§ **Records drawn from a dataset**
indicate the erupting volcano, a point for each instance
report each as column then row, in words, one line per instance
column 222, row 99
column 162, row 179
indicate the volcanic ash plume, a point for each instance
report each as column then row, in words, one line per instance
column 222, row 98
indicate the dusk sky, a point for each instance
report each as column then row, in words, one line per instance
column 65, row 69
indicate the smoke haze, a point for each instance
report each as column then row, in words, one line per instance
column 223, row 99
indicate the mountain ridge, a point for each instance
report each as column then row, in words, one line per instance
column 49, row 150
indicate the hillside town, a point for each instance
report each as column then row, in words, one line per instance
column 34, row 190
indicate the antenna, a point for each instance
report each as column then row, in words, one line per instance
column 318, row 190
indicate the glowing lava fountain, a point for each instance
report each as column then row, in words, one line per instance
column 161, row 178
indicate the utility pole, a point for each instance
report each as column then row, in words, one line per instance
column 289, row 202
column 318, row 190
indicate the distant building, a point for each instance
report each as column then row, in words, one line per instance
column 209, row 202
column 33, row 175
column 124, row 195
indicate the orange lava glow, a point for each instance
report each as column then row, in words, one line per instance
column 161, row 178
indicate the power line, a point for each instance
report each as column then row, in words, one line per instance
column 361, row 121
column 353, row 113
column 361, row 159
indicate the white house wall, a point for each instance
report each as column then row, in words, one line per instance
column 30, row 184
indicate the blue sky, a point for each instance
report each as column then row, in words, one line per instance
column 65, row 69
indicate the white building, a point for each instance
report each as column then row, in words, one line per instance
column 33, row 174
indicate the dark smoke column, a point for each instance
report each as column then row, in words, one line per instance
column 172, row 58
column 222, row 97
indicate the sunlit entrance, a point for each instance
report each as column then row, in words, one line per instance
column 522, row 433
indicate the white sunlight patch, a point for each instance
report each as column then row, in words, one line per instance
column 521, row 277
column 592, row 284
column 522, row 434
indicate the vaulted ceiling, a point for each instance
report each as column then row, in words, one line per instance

§ **WHAT TO WORK ON**
Copy out each line of the records above that includes "building".

§ **WRITTEN ANSWER**
indicate the distant building, a point for each instance
indicate the white building, a point for each instance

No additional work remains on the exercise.